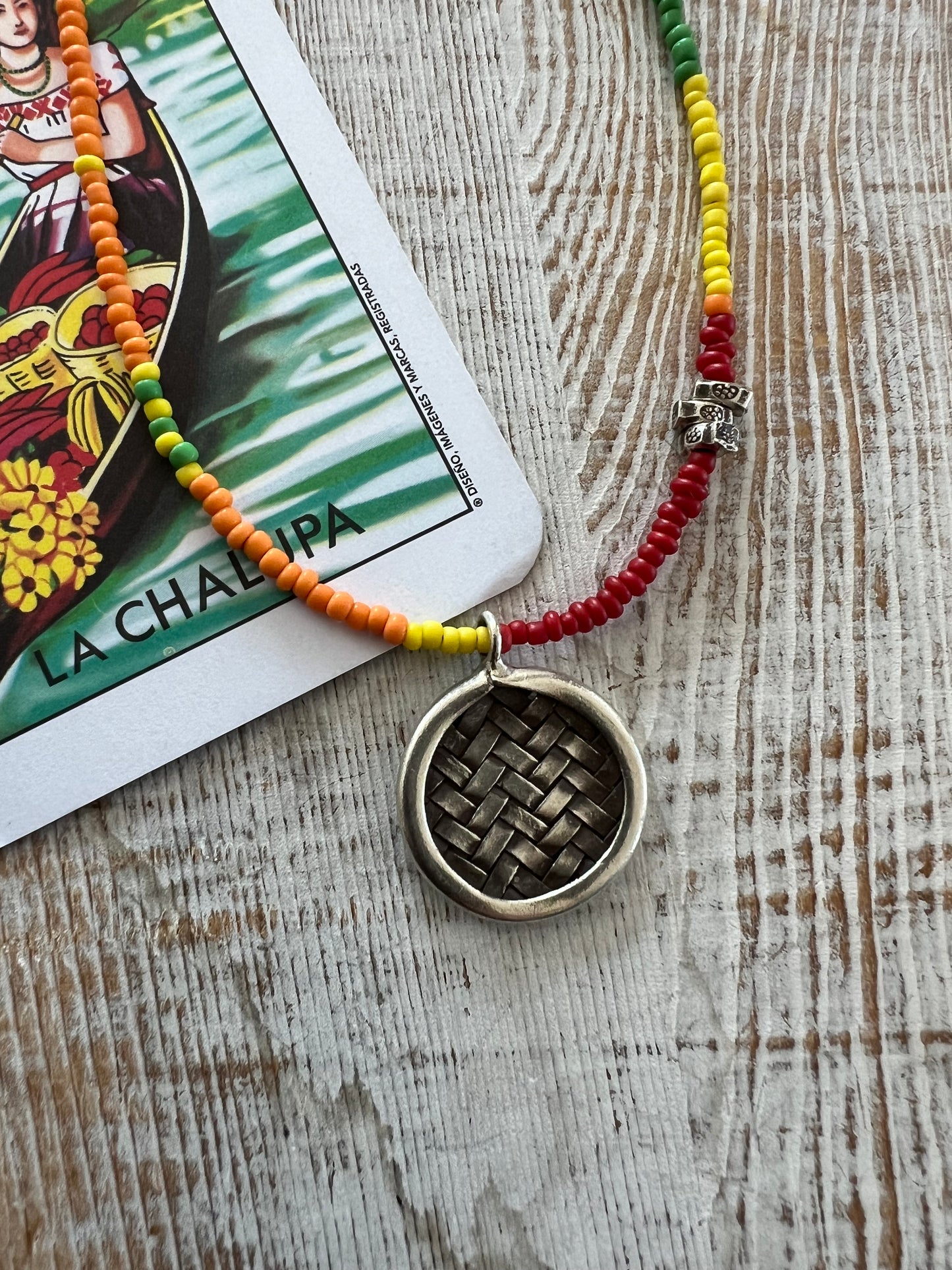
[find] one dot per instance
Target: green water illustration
(298, 405)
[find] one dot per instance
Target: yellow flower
(24, 582)
(76, 559)
(76, 516)
(22, 482)
(34, 533)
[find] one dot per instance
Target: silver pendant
(522, 793)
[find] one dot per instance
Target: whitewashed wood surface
(234, 1027)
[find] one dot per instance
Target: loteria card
(300, 356)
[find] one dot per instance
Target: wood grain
(235, 1030)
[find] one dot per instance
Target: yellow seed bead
(167, 442)
(704, 109)
(187, 474)
(145, 371)
(714, 258)
(696, 84)
(157, 409)
(714, 274)
(716, 193)
(712, 172)
(432, 634)
(706, 123)
(88, 163)
(708, 142)
(467, 639)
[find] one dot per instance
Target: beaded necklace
(520, 793)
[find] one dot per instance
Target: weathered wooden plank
(235, 1030)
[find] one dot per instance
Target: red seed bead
(611, 604)
(723, 372)
(582, 616)
(596, 610)
(668, 529)
(665, 545)
(553, 625)
(653, 554)
(706, 459)
(681, 487)
(617, 589)
(690, 505)
(710, 334)
(636, 586)
(642, 569)
(714, 359)
(673, 515)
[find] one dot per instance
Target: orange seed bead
(111, 246)
(202, 487)
(719, 305)
(397, 627)
(82, 104)
(257, 545)
(306, 582)
(120, 296)
(289, 575)
(320, 597)
(217, 501)
(119, 314)
(88, 144)
(240, 535)
(103, 212)
(339, 606)
(378, 619)
(357, 618)
(226, 520)
(80, 123)
(127, 330)
(273, 563)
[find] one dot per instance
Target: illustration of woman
(37, 148)
(76, 480)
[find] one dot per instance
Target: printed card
(300, 357)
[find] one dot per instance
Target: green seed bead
(686, 51)
(675, 32)
(683, 72)
(183, 453)
(146, 390)
(159, 426)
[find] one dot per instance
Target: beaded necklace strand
(688, 489)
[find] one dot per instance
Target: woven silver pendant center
(522, 793)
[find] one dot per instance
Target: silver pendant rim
(412, 792)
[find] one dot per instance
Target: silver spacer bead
(735, 397)
(706, 423)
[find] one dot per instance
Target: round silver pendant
(522, 793)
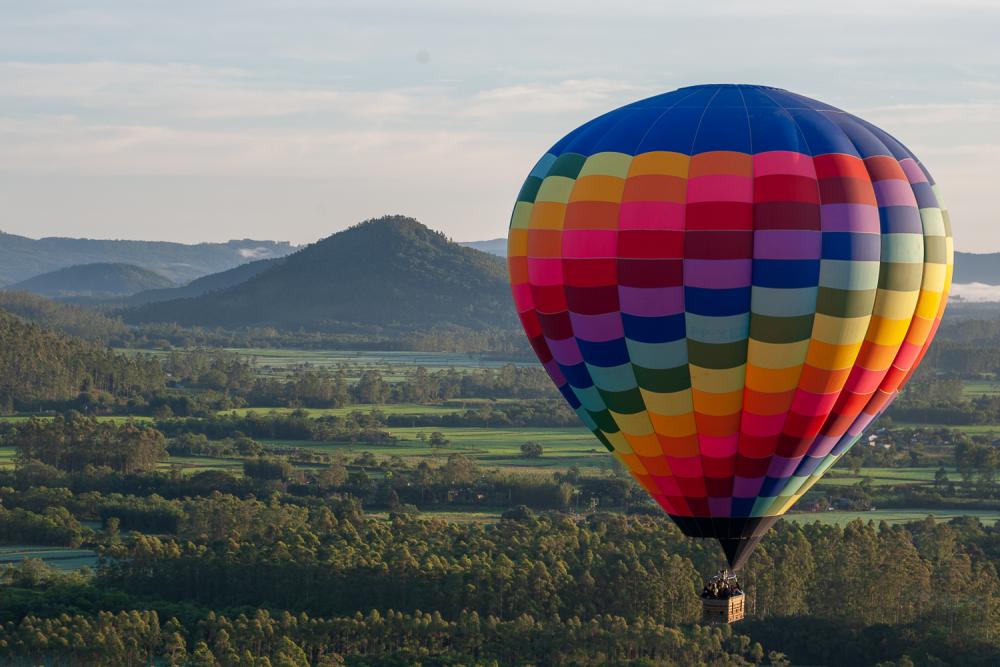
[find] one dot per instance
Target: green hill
(66, 318)
(22, 257)
(96, 281)
(40, 367)
(392, 273)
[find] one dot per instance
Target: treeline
(932, 398)
(927, 590)
(932, 587)
(73, 442)
(369, 639)
(42, 368)
(65, 318)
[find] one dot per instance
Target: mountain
(971, 267)
(390, 273)
(22, 257)
(205, 284)
(496, 247)
(96, 281)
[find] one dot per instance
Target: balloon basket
(729, 610)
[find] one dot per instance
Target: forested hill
(389, 273)
(22, 257)
(98, 280)
(205, 284)
(970, 267)
(38, 367)
(63, 317)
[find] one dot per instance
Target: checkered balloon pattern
(728, 283)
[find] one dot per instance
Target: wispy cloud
(123, 118)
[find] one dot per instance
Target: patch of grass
(61, 558)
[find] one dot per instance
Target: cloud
(975, 293)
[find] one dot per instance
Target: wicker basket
(729, 610)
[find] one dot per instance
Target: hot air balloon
(728, 283)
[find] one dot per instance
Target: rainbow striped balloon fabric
(728, 283)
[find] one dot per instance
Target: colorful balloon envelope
(728, 283)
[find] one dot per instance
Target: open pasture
(61, 558)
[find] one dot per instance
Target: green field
(61, 558)
(393, 365)
(885, 476)
(971, 388)
(387, 409)
(490, 447)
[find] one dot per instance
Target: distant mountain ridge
(22, 257)
(496, 247)
(99, 280)
(392, 273)
(205, 284)
(970, 267)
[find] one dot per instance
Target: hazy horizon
(293, 120)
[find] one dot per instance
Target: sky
(209, 120)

==============================

AIM.
Leaving all pictures aside, quote each record exactly.

RESPONSE.
[find] one dot per instance
Target: green water illustration
(298, 405)
[find] one dot per instance
Target: yellow flower
(24, 582)
(76, 559)
(76, 516)
(22, 482)
(34, 533)
[find] one dot per instance
Target: silver pendant
(522, 793)
[find] one dot per instance
Target: whitewashed wood surface
(234, 1027)
[find] one dot per instance
Target: loteria card
(300, 356)
[find] one dot per instance
Target: wood grain
(235, 1030)
[find] one dot per instance
Target: yellow seed bead
(167, 442)
(704, 109)
(187, 474)
(145, 371)
(714, 258)
(696, 84)
(157, 409)
(714, 274)
(716, 193)
(712, 172)
(432, 634)
(706, 123)
(88, 163)
(708, 142)
(467, 639)
[find] one dot per instance
Target: beaded necklace
(520, 793)
[find] one dot per instance
Target: weathered wooden plank
(235, 1030)
[find] one dot per instance
Target: red seed bead
(611, 604)
(723, 372)
(582, 616)
(596, 610)
(668, 529)
(665, 545)
(553, 625)
(653, 554)
(706, 459)
(681, 487)
(617, 589)
(690, 505)
(710, 334)
(636, 586)
(642, 569)
(714, 359)
(673, 515)
[find] one dot per instance
Target: orange seed bead
(111, 246)
(202, 487)
(719, 305)
(397, 627)
(82, 104)
(257, 545)
(306, 582)
(120, 296)
(289, 575)
(320, 597)
(217, 501)
(119, 314)
(88, 144)
(240, 535)
(103, 212)
(339, 606)
(378, 619)
(357, 618)
(226, 520)
(80, 123)
(127, 330)
(273, 563)
[find] one dot per instance
Target: illustration of woman
(37, 148)
(76, 480)
[find] one dot per instance
Target: printed card
(300, 357)
[find] one dot per instance
Target: green seed bead
(686, 51)
(675, 32)
(683, 72)
(183, 453)
(146, 390)
(159, 426)
[find] one dot per instance
Target: beaded necklace strand
(688, 489)
[find] one dot per instance
Target: woven silver pendant center
(522, 793)
[find] one dot per instance
Target: silver pendant rim
(412, 792)
[find] one dot per instance
Target: silver spacer bead
(735, 397)
(706, 423)
[find] one dot per instance
Target: round silver pendant
(522, 793)
[find] one dot per instance
Target: green hill
(66, 318)
(22, 257)
(96, 281)
(40, 367)
(392, 273)
[find] one dot per instance
Target: treeline
(932, 398)
(927, 590)
(932, 587)
(73, 442)
(369, 639)
(42, 368)
(65, 318)
[find] one dot per instance
Target: mountain
(971, 267)
(390, 273)
(22, 257)
(205, 284)
(496, 247)
(96, 281)
[find] one dot per instance
Target: balloon basket
(729, 610)
[find] one dot per instance
Target: forested hill
(389, 273)
(22, 257)
(98, 280)
(205, 284)
(970, 267)
(38, 367)
(63, 317)
[find] one dot per instance
Target: checkered balloon pattern
(728, 283)
[find] one dot per instance
Target: wispy cloud
(123, 118)
[find] one dot per instance
Target: patch of grass
(61, 558)
[find] one dot per instance
Target: cloud
(975, 293)
[find] one dot per instance
Target: wicker basket
(729, 610)
[find] one dot per instance
Target: hot air balloon
(728, 283)
[find] one dot per instance
Target: rainbow striped balloon fabric
(728, 283)
[find] one dot per instance
Target: colorful balloon envelope
(728, 283)
[find] one dot per instance
Target: open pasture
(61, 558)
[find] one dot per instance
Target: green field
(61, 558)
(393, 365)
(885, 476)
(971, 388)
(387, 409)
(490, 447)
[find] one dot per instance
Target: distant mountain ridge
(22, 257)
(496, 247)
(99, 280)
(392, 273)
(205, 284)
(970, 267)
[find] one dot per instance
Target: hazy horizon
(293, 120)
[find] one dot per instance
Target: sky
(209, 120)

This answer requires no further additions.